+++ Source extract
On the second day they arrived at Sidon. Julius, who treated Paul very kindly, allowed him to go down into the town, to visit his friends and to receive their attentions. The route had been to take the open sea and to gain the south-west point of Asia Minor; but the winds were contrary. It was necessary to run to the north, sailing close to Phœnicia, then to go to the coast of Cyprus, leaving it on the port hand. They followed the channel between Cyprus and Cilicia, traversed the gulf of Pamphylia, and arrived at the port of Myra in Lycia. There they left the Adramyttium ship. Julius having found one of Alexandria which was about to sail for Italy, made a bargain with the captain, and transported his prisoners thither. The ship was very full: there were on board 276 persons.

Navigation from this time was most difficult. After several days they had only reached Cnidus. The captain wished to enter the port, but the north-east wind did not allow him, and it was necessary to allow himself to be carried under the isle of Crete. They soon recognised Cape Salmone, which is the eastern point of the island. The island of Crete forms an immense barrier, making of the portion of the Mediterranean that it covers at the south a kind of large port, sheltered from the tempest coming from the archipelago. The captain had the very natural idea of profiting by this advantage. He still followed the 291eastern side of the island, not without great perils; then, getting the island on the windward side, he entered the calm waters of the south. There was a little port there very deep, shut in by an islet, and bordered by two sandy beaches between which a point of rocks juts out, so that it seems divided into two parts. It is what is called Kali-Limenes (the Fair Havens); near to it was a town named Lasæa or Alassa They took shelter here; the crew and passengers were excessively fatigued, so that they made a rather pro-longed stay in this little port.

When it was a question of setting out again, the season was far advanced. The great fast of the Atonement (Kippour), in the month of Pisri (October), had passed; this fast marked for the Jews the limit after which maritime journeys were not safe. Paul, who had acquired much authority upon the ship, and who, moreover, had had long experience of the sea, gave his opinion. He predicted great dangers and disasters if they re-embarked.
++++++
+++ Data block
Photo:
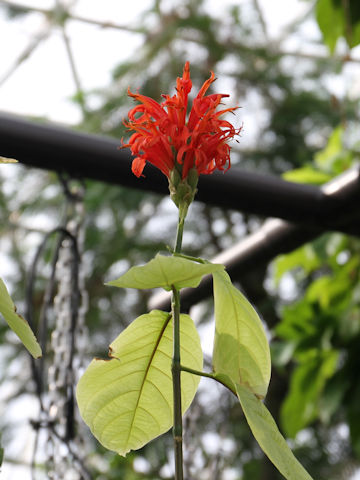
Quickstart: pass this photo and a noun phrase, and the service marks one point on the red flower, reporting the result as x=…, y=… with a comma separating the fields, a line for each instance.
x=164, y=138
++++++
Short problem => Copy out the whole passage about Paul's sea voyage word for word. You won't need the lines.

Exercise solution =>
On the second day they arrived at Sidon. Julius, who treated Paul very kindly, allowed him to go down into the town, to visit his friends and to receive their attentions. The route had been to take the open sea and to gain the south-west point of Asia Minor; but the winds were contrary. It was necessary to run to the north, sailing close to Phœnicia, then to go to the coast of Cyprus, leaving it on the port hand. They followed the channel between Cyprus and Cilicia, traversed the gulf of Pamphylia, and arrived at the port of Myra in Lycia. There they left the Adramyttium ship. Julius having found one of Alexandria which was about to sail for Italy, made a bargain with the captain, and transported his prisoners thither. The ship was very full: there were on board 276 persons.

Navigation from this time was most difficult. After several days they had only reached Cnidus. The captain wished to enter the port, but the north-east wind did not allow him, and it was necessary to allow himself to be carried under the isle of Crete. They soon recognised Cape Salmone, which is the eastern point of the island. The island of Crete forms an immense barrier, making of the portion of the Mediterranean that it covers at the south a kind of large port, sheltered from the tempest coming from the archipelago. The captain had the very natural idea of profiting by this advantage. He still followed the 291eastern side of the island, not without great perils; then, getting the island on the windward side, he entered the calm waters of the south. There was a little port there very deep, shut in by an islet, and bordered by two sandy beaches between which a point of rocks juts out, so that it seems divided into two parts. It is what is called Kali-Limenes (the Fair Havens); near to it was a town named Lasæa or Alassa They took shelter here; the crew and passengers were excessively fatigued, so that they made a rather pro-longed stay in this little port.

When it was a question of setting out again, the season was far advanced. The great fast of the Atonement (Kippour), in the month of Pisri (October), had passed; this fast marked for the Jews the limit after which maritime journeys were not safe. Paul, who had acquired much authority upon the ship, and who, moreover, had had long experience of the sea, gave his opinion. He predicted great dangers and disasters if they re-embarked.